Excerpted records —
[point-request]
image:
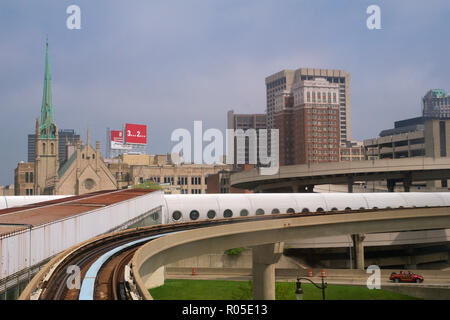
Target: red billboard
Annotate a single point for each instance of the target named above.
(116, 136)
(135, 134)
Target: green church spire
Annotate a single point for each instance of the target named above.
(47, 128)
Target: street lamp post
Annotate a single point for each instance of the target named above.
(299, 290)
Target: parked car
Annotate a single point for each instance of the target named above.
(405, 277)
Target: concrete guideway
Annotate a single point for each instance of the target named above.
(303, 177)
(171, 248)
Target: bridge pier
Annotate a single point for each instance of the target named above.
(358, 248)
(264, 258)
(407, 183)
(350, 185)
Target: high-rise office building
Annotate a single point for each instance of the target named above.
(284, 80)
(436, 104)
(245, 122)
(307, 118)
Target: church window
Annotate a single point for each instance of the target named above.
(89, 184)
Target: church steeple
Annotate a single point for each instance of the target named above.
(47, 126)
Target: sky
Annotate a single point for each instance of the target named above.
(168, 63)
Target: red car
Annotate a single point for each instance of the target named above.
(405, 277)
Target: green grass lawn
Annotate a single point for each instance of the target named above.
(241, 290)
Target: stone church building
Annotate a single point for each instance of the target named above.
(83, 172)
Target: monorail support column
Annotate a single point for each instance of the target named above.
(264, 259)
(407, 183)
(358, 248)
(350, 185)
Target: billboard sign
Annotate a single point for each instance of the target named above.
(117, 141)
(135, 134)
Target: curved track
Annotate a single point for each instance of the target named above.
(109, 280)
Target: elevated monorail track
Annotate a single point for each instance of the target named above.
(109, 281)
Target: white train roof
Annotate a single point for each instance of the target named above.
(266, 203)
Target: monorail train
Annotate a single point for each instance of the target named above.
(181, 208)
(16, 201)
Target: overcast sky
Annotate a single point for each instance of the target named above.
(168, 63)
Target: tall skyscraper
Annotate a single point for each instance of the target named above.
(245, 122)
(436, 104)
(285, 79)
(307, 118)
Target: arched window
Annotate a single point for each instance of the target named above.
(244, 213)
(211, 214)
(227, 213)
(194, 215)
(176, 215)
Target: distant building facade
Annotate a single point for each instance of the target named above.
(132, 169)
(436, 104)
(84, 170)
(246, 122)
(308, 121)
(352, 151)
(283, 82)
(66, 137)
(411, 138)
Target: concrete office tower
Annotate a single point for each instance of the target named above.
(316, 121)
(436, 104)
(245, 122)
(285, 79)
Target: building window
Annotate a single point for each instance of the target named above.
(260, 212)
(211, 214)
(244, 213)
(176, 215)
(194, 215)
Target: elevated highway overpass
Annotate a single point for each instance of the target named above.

Required work —
An exact retyping of the material, minus the pictures, is the required answer.

Result for this exercise —
[point-request]
image:
Target: red billboard
Annotate a single point for each instance of the target named above.
(116, 136)
(135, 134)
Target: green church spire
Annotate a single point for each instance of the target named above.
(47, 128)
Target: street lamp post
Annotate a single point for each instance of the target named above.
(299, 290)
Target: parked car
Annotate a single point for each instance of the target named above.
(405, 277)
Target: concrete guideway
Annotate a single point for each instance of the target named above.
(303, 177)
(171, 248)
Target: bridge pier
Annotate a single point for each instance of the target named above.
(358, 248)
(264, 258)
(407, 183)
(350, 185)
Target: high-rise office building
Annotate a single point for each instance of the target named above.
(284, 80)
(436, 104)
(245, 122)
(307, 118)
Target: church window
Annotate a single point for each instance of the target named above.
(89, 184)
Target: church steeple
Annotate a single point for each instance of the target named above.
(47, 126)
Target: sky
Annotate a single point for each instance of the target named above.
(168, 63)
Target: red car
Annotate a single point for each instance of the target named above.
(405, 277)
Target: green grass lawn
Annotate a single point for each instance of the target named above.
(241, 290)
Target: stone church building
Annotate a single point for each instance of the target named above.
(83, 172)
Target: monorail support column
Annotate a single point for each instance of the target named above.
(264, 259)
(407, 183)
(358, 248)
(350, 185)
Target: billboard sign
Annotate a single point for each instance of the target named above.
(117, 141)
(135, 134)
Target: curved track
Annotate a single point for each instance of the target named above.
(109, 280)
Target: elevated monorail track
Annotate a single point for each instance of the target named above.
(109, 281)
Target: white train roof
Annotate a single point for each instance of the target named above.
(266, 203)
Target: monorail train
Annotate a single point for each instance of the target named above.
(181, 208)
(16, 201)
Target: overcast sky
Annotate a single point for each instance of the target named above.
(168, 63)
Target: tall skyscraper
Annotate a single point for each instance of the target named above.
(245, 122)
(436, 104)
(285, 79)
(307, 118)
Target: arched window
Annotate a single point for each instance of the target named above.
(244, 213)
(211, 214)
(227, 213)
(194, 215)
(176, 215)
Target: distant building facade
Annotate a single point for each instance of the target named above.
(132, 169)
(436, 104)
(84, 170)
(246, 122)
(308, 121)
(352, 151)
(283, 82)
(66, 137)
(411, 138)
Target: concrete office tower
Annotate a single point for each instance of the target named above.
(316, 121)
(436, 104)
(245, 122)
(285, 79)
Target: building window
Annotate a single point for each instance of the target named above.
(260, 212)
(211, 214)
(244, 213)
(176, 215)
(194, 215)
Target: elevated highway overpass
Annotate a single point for each instance of the target named above.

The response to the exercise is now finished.